START Supplied information
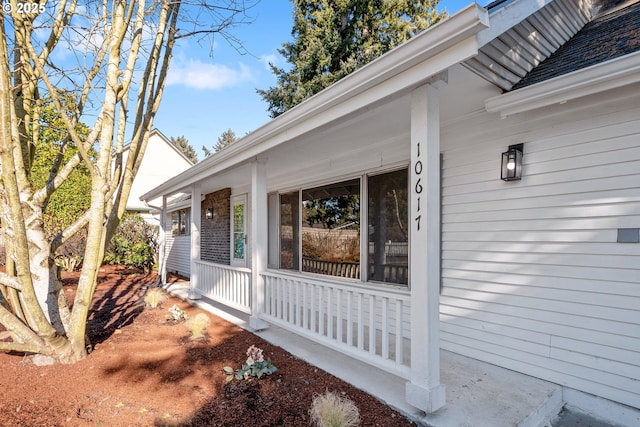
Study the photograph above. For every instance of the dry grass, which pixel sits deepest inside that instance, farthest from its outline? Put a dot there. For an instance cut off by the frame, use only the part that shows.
(332, 410)
(197, 325)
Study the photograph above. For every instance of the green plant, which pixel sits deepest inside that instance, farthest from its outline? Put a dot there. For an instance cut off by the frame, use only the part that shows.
(332, 410)
(155, 297)
(176, 314)
(197, 325)
(255, 366)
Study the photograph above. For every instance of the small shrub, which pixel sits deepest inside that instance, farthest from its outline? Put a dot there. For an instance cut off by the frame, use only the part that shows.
(197, 325)
(332, 410)
(134, 244)
(155, 298)
(254, 367)
(70, 254)
(176, 314)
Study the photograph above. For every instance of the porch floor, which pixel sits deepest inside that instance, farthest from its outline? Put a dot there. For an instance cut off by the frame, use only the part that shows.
(477, 394)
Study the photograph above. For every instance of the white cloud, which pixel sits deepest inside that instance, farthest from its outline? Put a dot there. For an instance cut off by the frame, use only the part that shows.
(199, 75)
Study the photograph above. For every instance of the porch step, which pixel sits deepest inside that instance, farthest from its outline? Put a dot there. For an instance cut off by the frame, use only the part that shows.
(478, 394)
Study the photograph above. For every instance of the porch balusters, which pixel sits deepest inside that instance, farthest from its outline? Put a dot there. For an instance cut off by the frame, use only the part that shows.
(355, 319)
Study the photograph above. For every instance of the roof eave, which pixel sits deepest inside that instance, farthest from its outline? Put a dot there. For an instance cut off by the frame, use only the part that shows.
(608, 75)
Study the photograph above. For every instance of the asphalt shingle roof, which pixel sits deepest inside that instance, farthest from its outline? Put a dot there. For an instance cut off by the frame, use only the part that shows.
(611, 34)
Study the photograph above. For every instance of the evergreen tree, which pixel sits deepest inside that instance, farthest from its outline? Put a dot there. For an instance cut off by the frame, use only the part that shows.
(227, 137)
(333, 38)
(183, 145)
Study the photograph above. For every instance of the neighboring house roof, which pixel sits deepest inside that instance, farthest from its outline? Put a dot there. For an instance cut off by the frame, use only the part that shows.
(613, 33)
(168, 142)
(162, 160)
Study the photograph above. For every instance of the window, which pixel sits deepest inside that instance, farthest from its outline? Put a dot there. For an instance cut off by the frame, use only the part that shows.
(320, 229)
(180, 222)
(289, 231)
(388, 236)
(331, 229)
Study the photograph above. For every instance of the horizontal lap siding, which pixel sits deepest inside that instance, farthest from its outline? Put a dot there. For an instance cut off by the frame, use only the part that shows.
(533, 278)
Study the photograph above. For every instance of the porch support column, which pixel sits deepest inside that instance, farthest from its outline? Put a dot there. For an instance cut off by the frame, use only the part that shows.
(162, 250)
(424, 390)
(195, 241)
(258, 233)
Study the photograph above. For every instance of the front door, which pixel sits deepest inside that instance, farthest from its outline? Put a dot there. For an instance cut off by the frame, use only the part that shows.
(239, 230)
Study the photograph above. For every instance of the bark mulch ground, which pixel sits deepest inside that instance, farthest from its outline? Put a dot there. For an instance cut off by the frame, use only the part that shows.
(146, 371)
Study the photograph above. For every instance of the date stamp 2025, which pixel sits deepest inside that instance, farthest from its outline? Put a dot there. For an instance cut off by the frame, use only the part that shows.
(23, 8)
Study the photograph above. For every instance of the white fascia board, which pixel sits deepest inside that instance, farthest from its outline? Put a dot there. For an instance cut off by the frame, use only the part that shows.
(598, 78)
(444, 44)
(509, 16)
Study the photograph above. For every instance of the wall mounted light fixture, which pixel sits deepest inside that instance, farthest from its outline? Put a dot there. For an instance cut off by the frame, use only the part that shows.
(512, 163)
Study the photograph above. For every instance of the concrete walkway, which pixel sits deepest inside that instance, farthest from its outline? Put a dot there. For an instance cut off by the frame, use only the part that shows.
(478, 394)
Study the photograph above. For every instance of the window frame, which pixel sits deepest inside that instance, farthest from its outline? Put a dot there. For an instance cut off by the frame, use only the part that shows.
(183, 224)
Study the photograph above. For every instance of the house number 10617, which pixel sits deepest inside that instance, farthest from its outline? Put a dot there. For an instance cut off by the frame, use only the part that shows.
(417, 168)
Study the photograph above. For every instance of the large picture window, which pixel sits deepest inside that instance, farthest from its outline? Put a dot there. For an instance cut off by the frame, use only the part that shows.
(180, 222)
(320, 229)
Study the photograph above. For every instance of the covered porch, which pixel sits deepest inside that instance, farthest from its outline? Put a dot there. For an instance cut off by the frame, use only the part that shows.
(477, 393)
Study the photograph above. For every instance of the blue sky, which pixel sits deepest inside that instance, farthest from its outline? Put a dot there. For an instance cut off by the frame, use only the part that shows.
(209, 91)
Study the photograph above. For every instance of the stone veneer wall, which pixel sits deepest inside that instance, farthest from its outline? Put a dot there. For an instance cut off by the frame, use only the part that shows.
(215, 232)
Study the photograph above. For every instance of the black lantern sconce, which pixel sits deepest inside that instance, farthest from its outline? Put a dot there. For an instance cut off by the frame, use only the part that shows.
(512, 163)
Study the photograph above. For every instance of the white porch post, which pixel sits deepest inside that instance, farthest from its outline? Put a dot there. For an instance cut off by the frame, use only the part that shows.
(195, 241)
(424, 391)
(162, 250)
(258, 233)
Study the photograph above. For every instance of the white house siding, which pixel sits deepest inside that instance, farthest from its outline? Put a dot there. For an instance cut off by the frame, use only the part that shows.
(533, 279)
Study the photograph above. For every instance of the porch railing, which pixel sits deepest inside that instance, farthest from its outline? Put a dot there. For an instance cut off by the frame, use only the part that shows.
END Supplied information
# Task details
Would you transcribe all of the data exactly, omitting any pictures?

# Expected output
Study the photograph above. For every instance of the dry grass, which pixel sits deepest inside that instance, farthest from its outline? Put a dot there. For an instance cut off by the frame, use only the part that shows.
(332, 410)
(197, 325)
Study the photograph above. For every instance of the green plant, which pixel sits deepest inside that instance, farthest from its outline? Put a dot there. For an instance cut off by the frame, use only the part that shows.
(332, 410)
(155, 297)
(176, 314)
(197, 325)
(255, 366)
Study the photograph above. For every instance of the small shrub, which pixel sits deepest inside that instance, farthest from its outline? Put a dot there. For an instance cut off by the frame, use only the part that shows.
(197, 325)
(332, 410)
(134, 244)
(155, 298)
(254, 367)
(70, 254)
(176, 314)
Study the photograph above. For every instance of the porch floor, which pixel sits deepest inside that instance, farthest from its outline? Put a dot there. For an instance cut off by the frame, use only the part that shows.
(477, 394)
Study the photograph above. For every instance of the white cloud, which pixel sits deepest inside that instance, farthest from its outline? Put a dot there. For an instance cut off by the frame, use only the part that shows.
(199, 75)
Study the photograph above. For every instance of the porch step, which pixel sits deepest inside that instance, farthest from its outline? Put a dot there. For an instance cut off by the frame, use only the part that shows.
(478, 394)
Study the photograph above. For every instance of the porch balusters, which pixel sits deepest inside that instance, farthest from its outline? Put a dot there. For an instance cut off by the frame, use only the part that shows.
(355, 319)
Study the photograph above. For every instance of the roof eave, which pixel sits deepest inside that instance, farthest from its outline? Put a dot there. For an instance cut off by the frame, use only the part that shows.
(608, 75)
Study the photograph above. For every instance of the asphalt shingle roof, which pixel sits deepest inside that instance, farthest from its outline? Put a dot there. For an instance cut off by the frame, use only the part that shows.
(611, 34)
Study the photograph above. For every instance of the evergreen tree, which pixel sits deepest inside that instance, farthest from its outline? Put a dot there. For an instance cut off by the frame, use only the part that shows.
(227, 137)
(333, 38)
(183, 145)
Study the photograph above. For every instance of the neighboring house roof, which pixel sits deepest inside that instance, farthest from its outline? Put a dot there. For an instance cut off by the frame, use only the part that shows.
(613, 33)
(168, 142)
(162, 160)
Study the photograph above. For every instance of the window, which pixel sits deepest inside that instance, farthest from its outline? Put a dot there. For an instance cut off by the frame, use only the part that shows.
(320, 229)
(180, 222)
(289, 231)
(388, 236)
(331, 229)
Study the photograph above. For every instance of the horizontal lap siding, which pixel sits deepest inside that instance, farthest from its outline? Put a dot there. For an instance cut off by the frame, use only the part that shows.
(533, 278)
Study the photograph above. For every instance of the porch support column, which pixel sits deepest inside that instance, farthest from its outline? Put a dot there. For an instance cut off by the frame, use only the part that shows.
(162, 250)
(424, 390)
(195, 241)
(258, 233)
Study the photograph above. For every instance of the front door, which pixel sits deepest inside that instance, farthest from its outline? Put a dot there. For an instance cut off by the frame, use only the part that shows.
(239, 230)
Study the photograph above. For every instance of the bark mulch ground, which pixel sits deepest inside that instance, farthest from its outline? Put a dot there. For an instance cut off by the frame, use only the part that shows.
(146, 371)
Study the photograph above. For every instance of the date stamp 2025, which pixel sits deepest inside that instance, farthest from its outline? Put a dot there. For an instance cut off by the frame, use only the part that shows.
(23, 8)
Study the photograph above. For every instance of the white fascia board, which pixel sits deepest inside that instance, farthest from its outline? Put a dot there. For an instance cut off by the frame, use only the part that shows.
(598, 78)
(444, 44)
(509, 16)
Study the photograph above. For every instance of the wall mounted light fixture, which pixel sits deepest inside that instance, farthest from its outline? Put a dot there. For an instance cut off by the frame, use only the part that shows.
(512, 163)
Study the photograph above. For every instance of the concrete walkway, which pixel sits deepest inside that instance, farthest from its outline? Put a dot there. For an instance cut off by the frame, use only the part that shows.
(478, 394)
Study the photograph above. For every instance of the window frame, which pixel sits deepest inside that instance, farthest from its outline? Put a dot there. For an instance cut off by the frame, use only the part that shows.
(183, 224)
Study the photograph above. For every instance of the house number 10617, which pixel sits deepest inside that instance, farthest from its outline? Put a dot there. For an instance cut off by the frame, use only the part that shows.
(417, 168)
Study the photograph above. For every instance of the large picture window, which pixel sits deepest inside that instance, farthest from its outline? Put a dot there. For an instance cut off by the frame, use only the part that shows.
(180, 222)
(320, 229)
Study the photograph above. For every instance of the covered porch, which pixel sits deepest inside that instance, farthest from its outline? Put a dot there. For an instance cut off by the frame, use only the part that shows.
(477, 393)
Study the photograph above. For every instance of the blue sky, which pixel sits deepest inside that instance, farthest from its outline? Put a dot there. For an instance cut off by the frame, use only the part that shows.
(209, 91)
Study the photograph above. For every instance of the stone veneer wall, which pixel sits deepest inside that instance, farthest from its outline? Put a dot there. For an instance cut off by the frame, use only the part that shows.
(215, 232)
Study the photograph above. For every instance of the black lantern sconce, which pixel sits deepest inside that instance, farthest from its outline? Put a dot there. For an instance cut off by the frame, use only the part that shows.
(512, 163)
Study the photograph above. For every instance of the white porch post, which pixel sits deepest inside that instance, farthest from its outline? Put a dot there. For an instance cut off by the frame, use only the part that shows.
(195, 241)
(424, 391)
(162, 250)
(258, 233)
Study the photograph above. For every instance of the white house siding, which pixel sits deepest inside that instance, farthest from its outline? Put a dot there. For an instance cut off by the frame, use only the part that shows.
(533, 279)
Study the photograph above. For every instance of the porch railing, which pixel sits deepest inside that instance, farthest from its outline? Put a dot there. For an instance cut off by the frame, use only the part that shows.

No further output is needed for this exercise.